Tips: Just as those signs in office break rooms say, your mother doesn’t work here. (And even if she did, it’s not her job.) Remember the cup example as a way of reminding yourself that sly interviewers may be watching everything you do, even if it doesn’t seem directly related to the position you are applying for.
6. Why shouldn’t I hire you?
You’re sitting there telling the employer all about why he or she should hire you — and you’re hit with the opposite question: Some managers ask why they shouldn’t hire you. Ugh, nice curveball. Be ready to swing away.
Tips: A similar question some interviewers like to ask is, “What would your enemy say about you?” Think about the position you want. If you’re never going to have to make sales calls, it won’t hurt to admit that you aren’t a cold-calling salesperson at heart. But salespeople also come with a natural enthusiasm about their product or business, so be careful to find a way to show you have that.
7. Where should we eat?
Mike O’Neill, the CEO of music-rights company BMI, has asked job candidates to choose the restaurant where their interview will be held. He wants to see if they’re trying to impress or please the possible future boss, or if they’re honestly choosing a place they like.
Tips: O’Neill likes honesty to be on the menu as part of his restaurant test. He notes that he loves it when candidates confess that choosing the restaurant made them nervous — there’s nothing like candor, even if it makes the candidate look less than perfect. We’d steer clear of either end of the budget spectrum — neither fast-food nor four-star dining. Go for something eclectic, yet reliable — like you!
8. Are you smart, or do you work hard?
Another tried and true interview question is this: Which would you say is more true of you, that you are smart or that you work hard?
We’re thinking most candidates want to say they’re both, but imagine you have to choose.
Tips: Some bosses believe that hard work, showing up, diligence and consistency matter more than brains. Whatever you say, don’t explain that your intelligence means you don’t have to work hard. Humility matters a great deal in the workplace.
9. Where does your boss think you are right now?
Making time for a job interview when you’re still employed can be tough. It suddenly can get a lot tougher if your interviewer asks where your current boss thinks you are right at that moment. Uh, busted?
Tips: The interviewer probably wants to know how you treat your current boss as a sign of how you will treat your boss at a new company. Be honest but tactful. Sure, you may not have specified to your current boss that you were going on an interview, but make it clear that you are not taking time you’re not entitled to and that, of course, you’ll finish whatever work needed to be done while you were out.

[Stored entries]
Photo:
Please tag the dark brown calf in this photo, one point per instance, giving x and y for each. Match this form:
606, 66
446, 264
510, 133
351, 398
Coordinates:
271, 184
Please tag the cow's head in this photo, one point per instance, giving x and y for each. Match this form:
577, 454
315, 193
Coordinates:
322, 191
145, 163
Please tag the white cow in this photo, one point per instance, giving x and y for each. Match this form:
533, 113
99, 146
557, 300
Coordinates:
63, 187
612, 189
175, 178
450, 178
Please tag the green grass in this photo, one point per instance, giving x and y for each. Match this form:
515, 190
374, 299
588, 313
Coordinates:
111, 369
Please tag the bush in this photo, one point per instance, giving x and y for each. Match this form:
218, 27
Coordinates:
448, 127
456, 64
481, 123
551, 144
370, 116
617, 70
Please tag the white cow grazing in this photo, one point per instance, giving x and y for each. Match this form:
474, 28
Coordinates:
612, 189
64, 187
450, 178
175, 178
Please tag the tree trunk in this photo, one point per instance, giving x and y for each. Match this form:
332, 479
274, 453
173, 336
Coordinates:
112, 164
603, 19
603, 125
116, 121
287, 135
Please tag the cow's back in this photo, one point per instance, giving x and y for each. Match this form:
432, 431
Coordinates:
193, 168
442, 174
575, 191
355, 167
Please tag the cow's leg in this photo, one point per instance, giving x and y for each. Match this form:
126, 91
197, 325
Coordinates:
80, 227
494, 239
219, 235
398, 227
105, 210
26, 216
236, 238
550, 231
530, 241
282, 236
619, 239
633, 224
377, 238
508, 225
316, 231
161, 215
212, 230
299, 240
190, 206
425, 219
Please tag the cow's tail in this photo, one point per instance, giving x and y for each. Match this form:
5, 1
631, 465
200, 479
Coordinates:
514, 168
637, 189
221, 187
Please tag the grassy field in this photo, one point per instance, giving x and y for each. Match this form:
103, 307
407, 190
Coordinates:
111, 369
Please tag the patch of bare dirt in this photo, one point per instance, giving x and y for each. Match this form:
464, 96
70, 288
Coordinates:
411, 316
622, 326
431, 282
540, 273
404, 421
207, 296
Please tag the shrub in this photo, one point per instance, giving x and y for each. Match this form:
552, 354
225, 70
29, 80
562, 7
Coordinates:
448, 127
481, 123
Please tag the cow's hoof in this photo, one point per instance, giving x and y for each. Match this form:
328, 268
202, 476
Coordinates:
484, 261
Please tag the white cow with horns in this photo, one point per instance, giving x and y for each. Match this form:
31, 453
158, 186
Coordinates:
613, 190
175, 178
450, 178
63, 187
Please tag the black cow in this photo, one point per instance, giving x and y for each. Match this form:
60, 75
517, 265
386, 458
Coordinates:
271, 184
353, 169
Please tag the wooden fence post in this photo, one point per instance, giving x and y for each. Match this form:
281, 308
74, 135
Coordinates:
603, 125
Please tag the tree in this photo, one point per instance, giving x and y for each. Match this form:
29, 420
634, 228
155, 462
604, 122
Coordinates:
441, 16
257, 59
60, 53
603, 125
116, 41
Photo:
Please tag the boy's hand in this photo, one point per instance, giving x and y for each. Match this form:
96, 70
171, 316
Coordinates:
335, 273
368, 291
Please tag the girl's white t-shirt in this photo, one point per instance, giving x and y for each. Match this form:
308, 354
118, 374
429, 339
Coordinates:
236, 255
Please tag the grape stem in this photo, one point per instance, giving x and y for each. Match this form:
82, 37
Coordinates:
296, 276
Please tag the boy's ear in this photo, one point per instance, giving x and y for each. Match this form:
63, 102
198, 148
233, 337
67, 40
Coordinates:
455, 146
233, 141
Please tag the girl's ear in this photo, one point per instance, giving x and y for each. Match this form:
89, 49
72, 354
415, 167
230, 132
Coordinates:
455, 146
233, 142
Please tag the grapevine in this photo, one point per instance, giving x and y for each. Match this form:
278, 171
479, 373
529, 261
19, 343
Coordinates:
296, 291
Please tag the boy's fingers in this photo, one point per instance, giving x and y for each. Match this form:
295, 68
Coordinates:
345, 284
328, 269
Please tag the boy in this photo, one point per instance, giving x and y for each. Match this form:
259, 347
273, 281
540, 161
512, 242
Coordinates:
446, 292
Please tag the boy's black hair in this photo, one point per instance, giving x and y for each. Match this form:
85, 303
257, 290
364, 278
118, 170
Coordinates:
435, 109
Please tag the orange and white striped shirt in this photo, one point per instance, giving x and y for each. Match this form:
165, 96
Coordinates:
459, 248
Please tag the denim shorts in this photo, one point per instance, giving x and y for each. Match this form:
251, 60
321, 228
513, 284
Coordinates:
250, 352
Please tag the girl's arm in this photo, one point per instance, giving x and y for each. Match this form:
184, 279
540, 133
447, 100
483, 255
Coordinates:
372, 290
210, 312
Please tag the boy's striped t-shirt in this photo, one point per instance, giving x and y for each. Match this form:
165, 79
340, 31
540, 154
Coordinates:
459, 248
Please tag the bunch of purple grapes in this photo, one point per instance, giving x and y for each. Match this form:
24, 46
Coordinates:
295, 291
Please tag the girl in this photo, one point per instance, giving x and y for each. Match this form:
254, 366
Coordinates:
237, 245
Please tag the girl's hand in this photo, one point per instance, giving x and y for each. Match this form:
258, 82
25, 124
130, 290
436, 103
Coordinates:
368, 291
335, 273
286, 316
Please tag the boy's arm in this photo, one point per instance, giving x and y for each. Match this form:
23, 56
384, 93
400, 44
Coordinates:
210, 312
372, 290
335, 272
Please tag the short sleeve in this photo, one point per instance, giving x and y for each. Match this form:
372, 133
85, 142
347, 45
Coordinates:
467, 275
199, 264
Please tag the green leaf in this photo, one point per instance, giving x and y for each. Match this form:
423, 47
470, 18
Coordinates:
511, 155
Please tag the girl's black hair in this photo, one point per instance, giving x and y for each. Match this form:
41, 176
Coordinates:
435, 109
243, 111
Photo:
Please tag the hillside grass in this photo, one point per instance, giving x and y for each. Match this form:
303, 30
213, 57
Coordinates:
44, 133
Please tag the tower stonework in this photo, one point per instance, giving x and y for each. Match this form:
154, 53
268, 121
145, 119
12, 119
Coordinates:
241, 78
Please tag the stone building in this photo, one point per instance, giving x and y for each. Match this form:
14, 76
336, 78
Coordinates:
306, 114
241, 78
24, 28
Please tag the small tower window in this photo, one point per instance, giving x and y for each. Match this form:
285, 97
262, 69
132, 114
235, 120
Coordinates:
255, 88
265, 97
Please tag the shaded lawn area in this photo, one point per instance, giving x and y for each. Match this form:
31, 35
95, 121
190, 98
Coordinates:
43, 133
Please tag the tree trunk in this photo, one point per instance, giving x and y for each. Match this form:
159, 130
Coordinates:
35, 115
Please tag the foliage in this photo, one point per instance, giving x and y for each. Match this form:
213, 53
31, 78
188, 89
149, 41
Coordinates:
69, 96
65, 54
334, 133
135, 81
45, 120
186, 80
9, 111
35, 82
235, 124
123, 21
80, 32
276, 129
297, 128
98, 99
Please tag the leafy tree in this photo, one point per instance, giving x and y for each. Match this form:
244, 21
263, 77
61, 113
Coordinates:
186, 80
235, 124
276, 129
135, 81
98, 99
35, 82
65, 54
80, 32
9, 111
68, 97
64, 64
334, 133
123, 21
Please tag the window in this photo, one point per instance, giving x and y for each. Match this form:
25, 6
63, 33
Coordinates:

▶ _COMPLETE THE FOLLOWING_
1 – Answer these from the excerpt on tricky interview questions:
(a) What company does Mike O'Neill run?
(b) What question do some interviewers ask that is similar to "Why shouldn't I hire you?"
(c) What does an interviewer probably want to learn by asking where your current boss thinks you are?
2 – Carry on the excerpt on tricky interview questions from its last sentence.

▶ _SOLVED PROBLEMS_
1 –
(a) BMI, a music-rights company.
(b) "What would your enemy say about you?"
(c) How you treat your current boss, as a sign of how you will treat your boss at a new company.

2 –
10. How many golf balls can fit in a school bus?
Some interviewers relish the bizarre logic of questions like “How many tennis balls can you fit into a limousine?” Or “How many golf balls can fit into a school bus?”
Tips: You don’t need to get the answer right — no one knows the answer anyway. What interviewers want here is to see how you walk them through the method you use to attempt a solution, says job search site The Muse. Talk through the size of the bus and the size of the golf balls, and make sure you think of oddball elements of the problem, like the space needed for the bus seats. Even a nongolfer can take a swing at this one.
11. Would you rather fight 1 horse-sized duck or 100 duck-sized horses?
This is another of those inane questions meant not to elicit a precise answer but to see how you think on your feet: Would you rather fight one horse-sized duck or 100 duck-sized horses?
Tips: Don’t quack up, you can get this. It’s likely that the interviewer wants to know if you can stay poised under pressure and how you will break down a problem to solve it. Like the golf balls in the school bus question, there’s no right answer. And unlike that one, this requires less knowledge of sizes and spatial awareness and relies more on creativity. Think about the pros and cons of each battle, and then go ahead and wing it.
12. How have you solved tough problems?
Elon Musk, the founder and CEO of electric motor company Tesla, CEO of SpaceX and the world’s richest person, has said that he asks job candidates this: “Tell me about some of the most difficult problems you worked on and how you solved them.” While he may want to hear the answer, it is another tricky interview question.
Tips: The question may not be bizarre, but Musk’s motive is unusual. CNBC explains that he asks it to screen for liars. “The people who really solved the problem know exactly how they solved it,” Musk said. “They know and can describe the little details.”
13. Which state would you get rid of?
Another well-used job interview question you might encounter is this: “If you were to get rid of one U.S. state, which one would it be, and why?”
It’s reminiscent of a bit on “The Simpsons,” when Grandpa writes to the president of the United States to lobby for eliminating three states. “There are too many states nowadays, he grumbles, adding, “P.S.: I am not a crackpot.”
Tips: This is another zany question that tests how your thought process works. Be aware: It may also reveal plenty about you and your values. Maybe you would start with Alaska or Hawaii for practical distance reasons. You might think outside the box and suggest combining two similar states, say, North and South Dakota, into one. Really, any thoughtful answer should be fine, but don’t bring politics or some weird personal grudge against, say, Rhode Island, into the picture.